Task to complete: Retype the material exactly, from the line containing "Check that every instance of the window pane" through the final line, including both.
== == ==
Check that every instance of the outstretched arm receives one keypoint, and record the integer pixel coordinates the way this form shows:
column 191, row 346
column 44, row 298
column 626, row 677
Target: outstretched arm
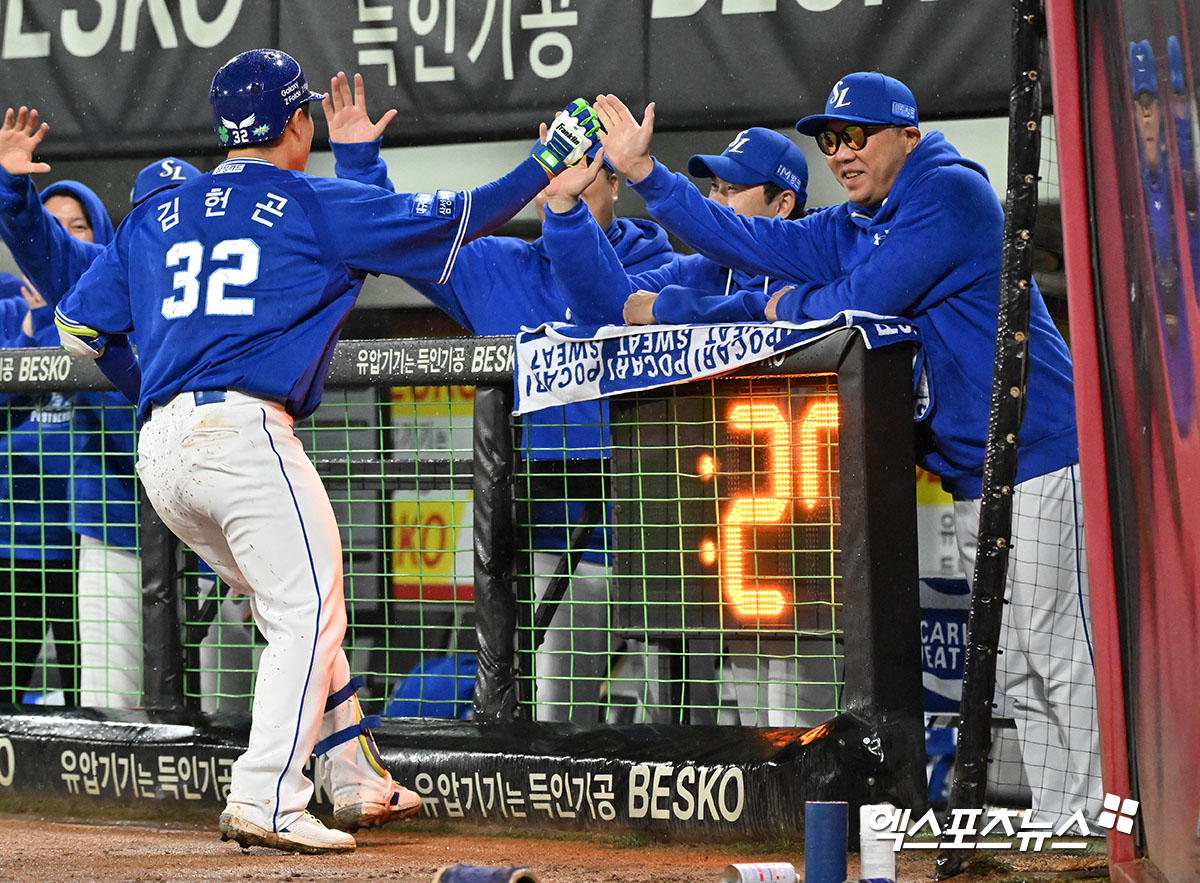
column 19, row 138
column 625, row 139
column 49, row 256
column 354, row 139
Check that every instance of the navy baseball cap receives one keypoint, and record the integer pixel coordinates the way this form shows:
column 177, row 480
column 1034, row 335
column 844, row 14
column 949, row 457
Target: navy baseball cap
column 1141, row 68
column 867, row 97
column 756, row 156
column 255, row 94
column 159, row 176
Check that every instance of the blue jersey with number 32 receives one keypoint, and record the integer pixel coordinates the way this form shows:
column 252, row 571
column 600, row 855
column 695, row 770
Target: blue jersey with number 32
column 243, row 277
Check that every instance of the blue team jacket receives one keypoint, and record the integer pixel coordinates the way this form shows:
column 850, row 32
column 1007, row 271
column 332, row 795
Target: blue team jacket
column 103, row 488
column 35, row 460
column 691, row 288
column 502, row 283
column 931, row 252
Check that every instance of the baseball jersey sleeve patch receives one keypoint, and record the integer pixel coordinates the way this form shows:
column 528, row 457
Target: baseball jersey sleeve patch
column 447, row 199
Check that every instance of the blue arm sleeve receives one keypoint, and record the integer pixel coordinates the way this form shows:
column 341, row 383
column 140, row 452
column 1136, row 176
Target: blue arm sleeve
column 491, row 205
column 777, row 247
column 445, row 298
column 496, row 203
column 120, row 365
column 586, row 266
column 360, row 161
column 42, row 318
column 677, row 305
column 12, row 314
column 49, row 257
column 954, row 224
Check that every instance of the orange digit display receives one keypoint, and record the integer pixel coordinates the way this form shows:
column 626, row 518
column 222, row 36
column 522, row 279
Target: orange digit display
column 750, row 598
column 759, row 600
column 821, row 415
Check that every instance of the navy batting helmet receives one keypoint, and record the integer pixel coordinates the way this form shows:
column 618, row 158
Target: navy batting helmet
column 255, row 94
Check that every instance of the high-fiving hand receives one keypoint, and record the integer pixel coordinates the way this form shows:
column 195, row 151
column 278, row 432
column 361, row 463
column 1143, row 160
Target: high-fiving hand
column 625, row 139
column 347, row 112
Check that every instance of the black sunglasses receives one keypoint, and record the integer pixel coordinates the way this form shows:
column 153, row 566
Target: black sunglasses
column 853, row 137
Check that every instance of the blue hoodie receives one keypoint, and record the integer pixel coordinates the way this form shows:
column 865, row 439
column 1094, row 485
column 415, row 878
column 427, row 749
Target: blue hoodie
column 931, row 253
column 103, row 488
column 502, row 283
column 597, row 282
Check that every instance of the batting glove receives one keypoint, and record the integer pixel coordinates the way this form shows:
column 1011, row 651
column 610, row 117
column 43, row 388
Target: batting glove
column 568, row 137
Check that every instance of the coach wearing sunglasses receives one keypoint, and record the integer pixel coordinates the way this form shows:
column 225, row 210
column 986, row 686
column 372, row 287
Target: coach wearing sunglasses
column 919, row 236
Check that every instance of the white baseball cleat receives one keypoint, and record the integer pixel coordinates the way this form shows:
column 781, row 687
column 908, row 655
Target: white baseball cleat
column 306, row 835
column 372, row 814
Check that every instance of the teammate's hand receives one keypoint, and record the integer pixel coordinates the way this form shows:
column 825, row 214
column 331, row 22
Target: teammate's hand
column 568, row 138
column 639, row 308
column 19, row 138
column 769, row 311
column 346, row 112
column 627, row 140
column 564, row 190
column 31, row 295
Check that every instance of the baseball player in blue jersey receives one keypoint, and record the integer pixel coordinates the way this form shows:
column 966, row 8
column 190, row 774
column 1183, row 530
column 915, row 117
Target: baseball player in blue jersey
column 234, row 286
column 54, row 236
column 499, row 284
column 761, row 173
column 919, row 236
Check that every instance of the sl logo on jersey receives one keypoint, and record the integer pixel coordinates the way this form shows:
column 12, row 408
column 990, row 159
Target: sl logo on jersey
column 839, row 96
column 172, row 170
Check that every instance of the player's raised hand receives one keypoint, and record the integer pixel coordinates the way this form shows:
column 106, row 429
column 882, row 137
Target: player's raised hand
column 625, row 139
column 19, row 138
column 564, row 190
column 639, row 308
column 346, row 112
column 568, row 138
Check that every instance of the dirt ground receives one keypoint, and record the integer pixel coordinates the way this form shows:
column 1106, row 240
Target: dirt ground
column 34, row 847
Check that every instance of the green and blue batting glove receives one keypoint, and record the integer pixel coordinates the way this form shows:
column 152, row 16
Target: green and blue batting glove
column 568, row 137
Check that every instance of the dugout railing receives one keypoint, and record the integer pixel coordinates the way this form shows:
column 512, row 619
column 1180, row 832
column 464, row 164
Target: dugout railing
column 865, row 608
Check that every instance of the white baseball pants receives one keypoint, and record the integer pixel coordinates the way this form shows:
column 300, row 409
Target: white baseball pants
column 231, row 479
column 1044, row 672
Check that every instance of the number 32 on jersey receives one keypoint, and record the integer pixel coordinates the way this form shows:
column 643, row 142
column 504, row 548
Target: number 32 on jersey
column 190, row 258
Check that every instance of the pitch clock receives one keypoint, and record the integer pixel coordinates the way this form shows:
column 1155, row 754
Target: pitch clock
column 745, row 502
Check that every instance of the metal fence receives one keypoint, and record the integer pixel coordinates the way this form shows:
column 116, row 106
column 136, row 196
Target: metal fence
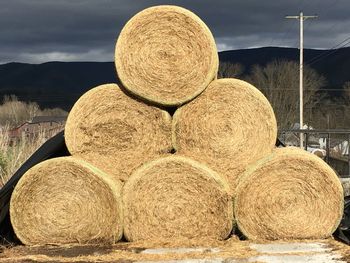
column 328, row 134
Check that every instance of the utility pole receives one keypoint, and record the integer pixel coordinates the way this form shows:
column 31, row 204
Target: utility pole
column 301, row 18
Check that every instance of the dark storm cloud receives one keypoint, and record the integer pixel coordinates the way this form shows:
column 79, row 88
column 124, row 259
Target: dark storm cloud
column 37, row 30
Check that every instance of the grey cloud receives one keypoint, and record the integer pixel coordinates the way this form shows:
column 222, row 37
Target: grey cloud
column 36, row 31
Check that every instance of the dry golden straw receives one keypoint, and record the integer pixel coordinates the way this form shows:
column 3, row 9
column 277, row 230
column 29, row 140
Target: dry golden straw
column 166, row 55
column 227, row 127
column 116, row 133
column 175, row 198
column 66, row 200
column 291, row 194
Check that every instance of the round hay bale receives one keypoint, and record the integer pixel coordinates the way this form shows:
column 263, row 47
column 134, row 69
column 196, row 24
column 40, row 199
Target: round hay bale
column 166, row 55
column 290, row 194
column 66, row 200
column 175, row 198
column 230, row 125
column 116, row 133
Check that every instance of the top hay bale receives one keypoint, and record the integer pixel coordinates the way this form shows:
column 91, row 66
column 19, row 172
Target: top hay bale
column 116, row 133
column 290, row 194
column 230, row 125
column 166, row 55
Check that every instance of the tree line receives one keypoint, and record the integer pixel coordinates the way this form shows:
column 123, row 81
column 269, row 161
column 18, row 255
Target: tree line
column 279, row 82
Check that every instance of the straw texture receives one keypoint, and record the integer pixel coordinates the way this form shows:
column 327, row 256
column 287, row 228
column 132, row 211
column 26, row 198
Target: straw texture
column 116, row 133
column 166, row 55
column 175, row 198
column 65, row 200
column 230, row 125
column 291, row 194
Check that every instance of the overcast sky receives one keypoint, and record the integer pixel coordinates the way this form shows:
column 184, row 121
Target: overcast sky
column 36, row 31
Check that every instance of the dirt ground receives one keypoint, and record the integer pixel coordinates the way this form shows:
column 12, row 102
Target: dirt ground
column 231, row 250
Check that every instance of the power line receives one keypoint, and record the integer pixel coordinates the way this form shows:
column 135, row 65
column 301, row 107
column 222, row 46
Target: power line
column 301, row 19
column 331, row 51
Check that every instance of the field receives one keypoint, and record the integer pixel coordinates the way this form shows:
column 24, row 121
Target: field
column 231, row 250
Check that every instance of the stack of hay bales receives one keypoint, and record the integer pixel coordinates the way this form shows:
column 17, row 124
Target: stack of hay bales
column 136, row 170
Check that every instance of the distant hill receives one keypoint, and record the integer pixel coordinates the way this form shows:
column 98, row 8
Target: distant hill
column 60, row 84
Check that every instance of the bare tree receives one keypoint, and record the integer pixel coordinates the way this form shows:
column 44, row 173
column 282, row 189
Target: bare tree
column 230, row 70
column 279, row 82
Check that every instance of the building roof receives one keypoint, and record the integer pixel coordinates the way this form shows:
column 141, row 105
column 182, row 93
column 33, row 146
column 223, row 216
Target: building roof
column 37, row 119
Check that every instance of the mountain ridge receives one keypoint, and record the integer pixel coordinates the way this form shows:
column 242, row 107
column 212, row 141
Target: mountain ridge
column 60, row 84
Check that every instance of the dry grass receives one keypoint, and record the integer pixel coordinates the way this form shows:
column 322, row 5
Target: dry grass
column 13, row 155
column 115, row 132
column 175, row 198
column 290, row 194
column 66, row 200
column 230, row 125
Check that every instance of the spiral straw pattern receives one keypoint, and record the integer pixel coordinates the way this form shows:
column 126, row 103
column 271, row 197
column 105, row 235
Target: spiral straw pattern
column 65, row 200
column 175, row 198
column 290, row 194
column 166, row 55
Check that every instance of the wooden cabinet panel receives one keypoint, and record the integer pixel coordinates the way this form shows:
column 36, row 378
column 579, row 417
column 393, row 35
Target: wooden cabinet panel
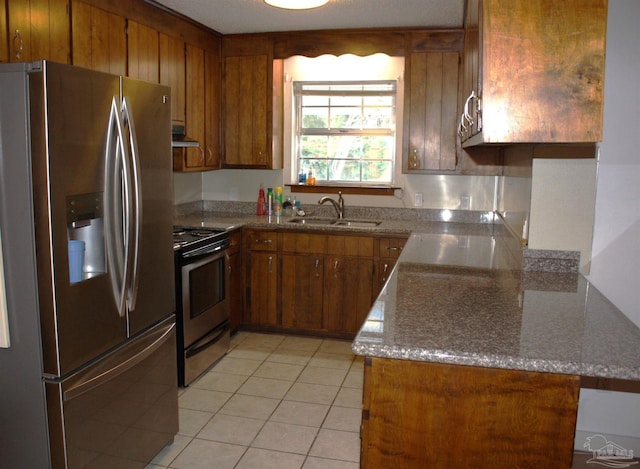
column 302, row 289
column 194, row 124
column 173, row 74
column 420, row 414
column 212, row 109
column 143, row 56
column 99, row 39
column 246, row 123
column 538, row 87
column 348, row 293
column 389, row 251
column 36, row 29
column 263, row 288
column 431, row 112
column 236, row 280
column 4, row 45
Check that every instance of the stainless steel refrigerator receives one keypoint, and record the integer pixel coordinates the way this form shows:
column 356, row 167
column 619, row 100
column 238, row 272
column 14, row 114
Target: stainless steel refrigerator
column 89, row 376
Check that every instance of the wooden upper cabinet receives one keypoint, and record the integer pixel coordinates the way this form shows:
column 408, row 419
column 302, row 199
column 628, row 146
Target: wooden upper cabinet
column 430, row 111
column 99, row 39
column 202, row 112
column 212, row 109
column 245, row 98
column 36, row 29
column 173, row 74
column 4, row 45
column 143, row 56
column 545, row 83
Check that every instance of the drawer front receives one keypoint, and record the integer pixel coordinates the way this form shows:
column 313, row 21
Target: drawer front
column 391, row 248
column 258, row 240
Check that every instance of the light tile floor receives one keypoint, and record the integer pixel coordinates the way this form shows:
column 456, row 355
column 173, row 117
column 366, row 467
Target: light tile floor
column 273, row 401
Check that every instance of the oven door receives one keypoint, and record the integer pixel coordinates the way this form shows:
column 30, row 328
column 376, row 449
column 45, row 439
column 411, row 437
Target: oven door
column 205, row 295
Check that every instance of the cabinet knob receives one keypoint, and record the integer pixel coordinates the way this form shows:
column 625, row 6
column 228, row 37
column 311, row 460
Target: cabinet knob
column 17, row 38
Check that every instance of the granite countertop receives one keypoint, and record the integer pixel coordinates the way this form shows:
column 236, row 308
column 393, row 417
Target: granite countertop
column 463, row 299
column 461, row 293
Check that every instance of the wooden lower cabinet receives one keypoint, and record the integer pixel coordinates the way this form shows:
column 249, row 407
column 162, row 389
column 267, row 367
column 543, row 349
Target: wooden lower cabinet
column 236, row 280
column 302, row 289
column 348, row 293
column 327, row 282
column 419, row 414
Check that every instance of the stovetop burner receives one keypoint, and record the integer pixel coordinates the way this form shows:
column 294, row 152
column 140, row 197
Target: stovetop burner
column 184, row 236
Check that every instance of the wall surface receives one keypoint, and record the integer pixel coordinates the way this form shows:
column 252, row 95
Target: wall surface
column 615, row 265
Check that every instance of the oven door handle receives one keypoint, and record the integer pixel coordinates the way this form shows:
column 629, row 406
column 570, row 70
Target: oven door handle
column 207, row 341
column 205, row 250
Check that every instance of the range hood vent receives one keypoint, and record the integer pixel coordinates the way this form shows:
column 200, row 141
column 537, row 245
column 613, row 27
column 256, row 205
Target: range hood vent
column 180, row 140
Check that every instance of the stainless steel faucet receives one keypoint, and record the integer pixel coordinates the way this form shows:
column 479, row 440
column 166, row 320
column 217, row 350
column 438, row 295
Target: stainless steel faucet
column 339, row 205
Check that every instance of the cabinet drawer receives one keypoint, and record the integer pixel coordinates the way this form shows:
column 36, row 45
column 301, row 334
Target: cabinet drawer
column 391, row 248
column 258, row 240
column 303, row 243
column 235, row 242
column 357, row 246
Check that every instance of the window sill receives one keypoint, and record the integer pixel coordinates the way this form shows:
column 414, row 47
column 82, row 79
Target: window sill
column 335, row 188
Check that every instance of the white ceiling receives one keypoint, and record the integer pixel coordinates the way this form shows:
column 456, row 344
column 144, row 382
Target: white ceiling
column 250, row 16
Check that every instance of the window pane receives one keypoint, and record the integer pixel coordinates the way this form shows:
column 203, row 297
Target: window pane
== == ==
Answer below:
Check that every instance of the window pane receives one keypoint, and record the integer pixel coordinates the way this form shows:
column 203, row 297
Target: window pane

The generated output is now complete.